Auf Anregung des Projekts Flüchtlingsarbeit im Kirchenkreis Friesland-Wilhelmshaven, feierten wir in der Christus- und Garnisongemeinde am 17. September 2017 einen Gottesdienst zum Sonntag der Diakonie. Pastor Olaf Grobleben, Beauftragter für Ethik und Weltanschauungsfragen der Ev.-Luth. Kirche in Oldenburg, predigte. Diakonie-Pfarrer Michael Winkel und Pastor Bernhard Busemann gestalteten die Liturgie. Miguel-Pascal Schaar berichtete vom Einsatz der Freiwilligen in der Flüchtlingsarbeit. Wir dokumentieren her die Predigt:
Liebe Gemeinde, der Predigttext aus dem Lukasevangelium, den sie eben gehört haben, kommt Ihnen vielleicht bekannt vor. Er gehört zu den Predigttexten, die seit Jahrzehnten für den Erntedanktag vorgesehen sind, in diesem Jahr übrigens am 4. Oktober als Text für die Lesung des Evangeliums – von mir schon jetzt eine herzliche Einladung zum Besuch des Erntedankgottesdienstes!
Hier und heute feiern wir nun bekanntlich nicht Erntedank, sondern den Sonntag der Diakonie. Und so möchte ich heute versuchen, den Predigttext neu zu hören und in einem anderen als dem gewohnten Zusammenhang neu zu verstehen und zu interpretieren.
Kennen wir den Predigttext (Lukas 12,15 – 21) wirklich? Und können wir ihn neu kennenlernen?

• DATENSÄTZE:
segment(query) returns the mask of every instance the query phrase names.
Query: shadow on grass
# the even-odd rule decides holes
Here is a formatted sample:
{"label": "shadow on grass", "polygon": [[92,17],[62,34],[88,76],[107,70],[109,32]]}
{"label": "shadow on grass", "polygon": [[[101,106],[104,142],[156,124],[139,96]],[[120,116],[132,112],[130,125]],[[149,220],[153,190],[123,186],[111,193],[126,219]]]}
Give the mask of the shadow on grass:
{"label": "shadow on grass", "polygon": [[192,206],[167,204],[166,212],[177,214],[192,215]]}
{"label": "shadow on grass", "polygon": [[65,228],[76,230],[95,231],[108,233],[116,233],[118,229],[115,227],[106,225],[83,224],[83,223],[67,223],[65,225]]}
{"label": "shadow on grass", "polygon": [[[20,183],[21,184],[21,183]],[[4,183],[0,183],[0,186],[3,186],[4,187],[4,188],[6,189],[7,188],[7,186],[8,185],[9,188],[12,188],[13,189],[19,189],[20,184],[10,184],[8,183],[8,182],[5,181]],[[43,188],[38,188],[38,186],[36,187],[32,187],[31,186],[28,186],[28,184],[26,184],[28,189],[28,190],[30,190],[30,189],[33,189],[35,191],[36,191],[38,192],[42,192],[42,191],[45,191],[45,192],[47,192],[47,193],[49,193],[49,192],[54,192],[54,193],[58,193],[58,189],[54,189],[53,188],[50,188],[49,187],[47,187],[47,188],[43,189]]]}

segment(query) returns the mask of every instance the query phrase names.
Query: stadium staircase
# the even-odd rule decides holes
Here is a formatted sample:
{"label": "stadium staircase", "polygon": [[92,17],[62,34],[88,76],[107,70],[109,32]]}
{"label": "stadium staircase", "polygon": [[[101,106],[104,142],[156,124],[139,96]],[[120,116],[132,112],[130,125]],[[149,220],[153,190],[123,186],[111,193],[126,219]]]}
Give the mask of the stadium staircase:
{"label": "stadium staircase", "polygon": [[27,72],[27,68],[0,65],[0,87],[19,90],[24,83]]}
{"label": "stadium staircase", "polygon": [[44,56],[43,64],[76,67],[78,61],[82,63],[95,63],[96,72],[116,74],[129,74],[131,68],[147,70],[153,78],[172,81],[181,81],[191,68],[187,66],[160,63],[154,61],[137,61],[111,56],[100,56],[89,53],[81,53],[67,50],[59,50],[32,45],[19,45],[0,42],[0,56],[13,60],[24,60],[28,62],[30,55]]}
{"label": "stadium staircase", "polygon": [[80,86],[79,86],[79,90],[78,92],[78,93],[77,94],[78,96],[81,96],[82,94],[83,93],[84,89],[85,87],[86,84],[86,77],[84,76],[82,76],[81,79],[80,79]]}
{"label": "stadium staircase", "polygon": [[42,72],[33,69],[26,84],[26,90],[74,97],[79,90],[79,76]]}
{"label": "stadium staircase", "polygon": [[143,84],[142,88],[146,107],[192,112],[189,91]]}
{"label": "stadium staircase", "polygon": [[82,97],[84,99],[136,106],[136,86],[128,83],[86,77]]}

• AUFGABE: Kopiere aus dem Textauszug zum Sonntag der Diakonie den Abschnitt wortgetreu, der bei den Worten „Hier und heute“ einsetzt und nach den Worten „ihn neu kennenlernen?“ aufhört.

• ERGEBNIS:
Hier und heute feiern wir nun bekanntlich nicht Erntedank, sondern den Sonntag der Diakonie. Und so möchte ich heute versuchen, den Predigttext neu zu hören und in einem anderen als dem gewohnten Zusammenhang neu zu verstehen und zu interpretieren.
Kennen wir den Predigttext (Lukas 12,15 – 21) wirklich? Und können wir ihn neu kennenlernen?